Extract provided:
****
Comparative Example A .

A 249 cm by 127 cm test sample of Nafion@ 324 membrane, obtained from the duPont Company of Wilmington, Delaware was used in this test. The gasket surfaces of the membrane were not reinforced.
The electrolytic cell used in this test is described in U.S. Patent application Serial No. 472,792, filed March 7, 1983, and is of a type well known in the industry as a bipolar flat plate-type cell having a nominal size of 1.22 met. by 3.05 met. The cell contained an anode of titanium with a ruthenium oxide coating and a cathode of steel.
The gasket used was a 4.76 mm thick gasket made of EPDM rubber purchased from the Prince Rubber and Plastics Co., Inc., of Buffalo, New York. Specifications for the EPDM include "EPDM for Chlor-Alkali Service, Prince #6962." The gaskets were cut from single EPDM rubber sheets to form a picture-frame shape with dimensions of 2.47 meter outside-to-outside and 2.37 meter inside-to-inside in the long direction and 1.25 meter outside-to-outside and 1.15 meter inside--to-inside in the short direction. Thus, the width of the gasket surface was 5.1 cm. The total gasket area was 3,676 cm². The gasket was used on both sides of the membrane and contact loading was distributed over the reinforced surface.
****
Supplied records:
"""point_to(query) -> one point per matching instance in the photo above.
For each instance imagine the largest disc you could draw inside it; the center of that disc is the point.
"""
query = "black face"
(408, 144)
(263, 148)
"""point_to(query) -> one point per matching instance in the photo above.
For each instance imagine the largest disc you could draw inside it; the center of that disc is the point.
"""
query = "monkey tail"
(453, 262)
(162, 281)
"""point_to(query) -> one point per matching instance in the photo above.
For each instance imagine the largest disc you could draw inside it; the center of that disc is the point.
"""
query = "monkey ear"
****
Task item:
Answer these from the test description:
(a) Which company supplied the Nafion 324 membrane?
(b) What material was the cell's cathode made of?
(c) How thick was the EPDM rubber gasket?
The lines have no connection to the test description.

Solution to this problem:
(a) The duPont Company of Wilmington, Delaware
(b) Steel
(c) 4.76 mm